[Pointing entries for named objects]
◇ ◇ ◇ ◇ ◇ ◇ ◇
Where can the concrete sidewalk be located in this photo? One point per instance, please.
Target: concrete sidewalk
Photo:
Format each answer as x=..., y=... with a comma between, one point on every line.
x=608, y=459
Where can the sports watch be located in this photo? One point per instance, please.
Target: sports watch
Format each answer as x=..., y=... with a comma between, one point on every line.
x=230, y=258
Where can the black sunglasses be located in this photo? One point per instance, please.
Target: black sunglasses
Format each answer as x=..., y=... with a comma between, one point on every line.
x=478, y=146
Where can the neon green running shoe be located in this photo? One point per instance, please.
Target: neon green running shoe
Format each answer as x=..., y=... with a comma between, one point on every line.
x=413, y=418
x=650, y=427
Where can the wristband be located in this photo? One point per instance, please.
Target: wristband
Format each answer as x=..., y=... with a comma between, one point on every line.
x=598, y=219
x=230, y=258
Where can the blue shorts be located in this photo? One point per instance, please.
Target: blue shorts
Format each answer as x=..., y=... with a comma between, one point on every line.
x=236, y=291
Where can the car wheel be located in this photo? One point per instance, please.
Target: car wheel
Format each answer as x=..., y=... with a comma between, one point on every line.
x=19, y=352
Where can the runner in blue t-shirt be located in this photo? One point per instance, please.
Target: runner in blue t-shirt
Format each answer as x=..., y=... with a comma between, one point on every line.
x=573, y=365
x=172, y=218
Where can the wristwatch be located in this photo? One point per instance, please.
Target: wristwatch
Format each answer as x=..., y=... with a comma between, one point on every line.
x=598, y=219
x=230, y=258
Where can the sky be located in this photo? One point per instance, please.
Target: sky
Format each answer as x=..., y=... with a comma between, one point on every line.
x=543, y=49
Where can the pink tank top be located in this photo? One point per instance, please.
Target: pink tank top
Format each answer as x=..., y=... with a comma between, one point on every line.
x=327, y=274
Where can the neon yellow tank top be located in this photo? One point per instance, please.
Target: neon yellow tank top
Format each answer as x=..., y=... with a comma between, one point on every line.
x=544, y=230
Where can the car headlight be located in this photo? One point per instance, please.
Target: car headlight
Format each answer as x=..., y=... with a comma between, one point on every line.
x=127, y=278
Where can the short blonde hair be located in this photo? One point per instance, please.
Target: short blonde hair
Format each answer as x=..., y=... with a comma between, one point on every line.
◇ ◇ ◇ ◇ ◇ ◇ ◇
TASK STATEMENT:
Recast the entire listing above as a numbered list with one line per entry, leaving out any blank lines.

SOLVED PROBLEM:
1. Where can the concrete sidewalk be located in this photo? One point per instance, please.
2. Target: concrete sidewalk
3. Photo:
4. Format each answer as x=..., y=... with a comma between, one point on every line.
5. x=608, y=459
6. Where can the sports watch be located in this photo? One point per instance, please.
7. Target: sports watch
8. Format each answer as x=..., y=... with a comma between, one point on every line.
9. x=230, y=258
10. Where can the black sunglasses be located in this photo? One point per instance, please.
11. Target: black sunglasses
12. Format each answer as x=..., y=... with a comma between, one point on every line.
13. x=478, y=146
14. Where can the neon green running shoe be located in this photo? One point per instance, please.
15. Target: neon green running shoe
16. Format each answer as x=..., y=... with a comma between, one point on every line.
17. x=413, y=418
18. x=650, y=427
19. Where can the wristband be located in this photo? One point per instance, please.
20. Target: wristband
21. Format each answer as x=..., y=... with a comma between, one point on every line.
22. x=598, y=219
23. x=230, y=258
24. Where can the blue shorts be located in this photo? One point per instance, please.
25. Target: blue shorts
26. Format each answer as x=..., y=... with a comma between, one point on every line.
27. x=236, y=291
28. Where can the car wheel be located in this photo? One point per instance, please.
29. Target: car wheel
30. Format each answer as x=..., y=... with a comma between, one point on every line.
31. x=19, y=352
32. Where can the runner in blue t-shirt be located in this photo? One point per instance, please.
33. Target: runner in blue t-shirt
34. Format each answer as x=..., y=... with a comma between, one point on every line.
35. x=573, y=365
36. x=172, y=218
37. Where can the wristwatch be located in this photo? One point per instance, please.
38. Target: wristwatch
39. Format each answer as x=..., y=... with a comma between, one point on every line.
40. x=598, y=219
41. x=230, y=258
42. Where can the sky be located in this photo? One point per instance, please.
43. Target: sky
44. Format each answer as x=..., y=... with a comma between, one point on every line.
45. x=543, y=49
46. Where can the pink tank top be located in this photo? One point per instance, please.
47. Target: pink tank top
48. Format each answer as x=..., y=... with a comma between, one point on every line.
49. x=327, y=274
50. Where can the neon yellow tank top be located in this photo? One point per instance, please.
51. Target: neon yellow tank top
52. Format each answer as x=..., y=... with a comma between, one point on every line.
53. x=544, y=230
54. Where can the car headlight be located in this photo? One point per instance, please.
55. Target: car headlight
56. Format each answer as x=..., y=... with a comma between, one point on every line.
57. x=127, y=278
58. Where can the short blonde hair be located in this photo? One point per instance, please.
59. Target: short blonde hair
60. Format each answer as x=..., y=... with a comma between, one point on every line.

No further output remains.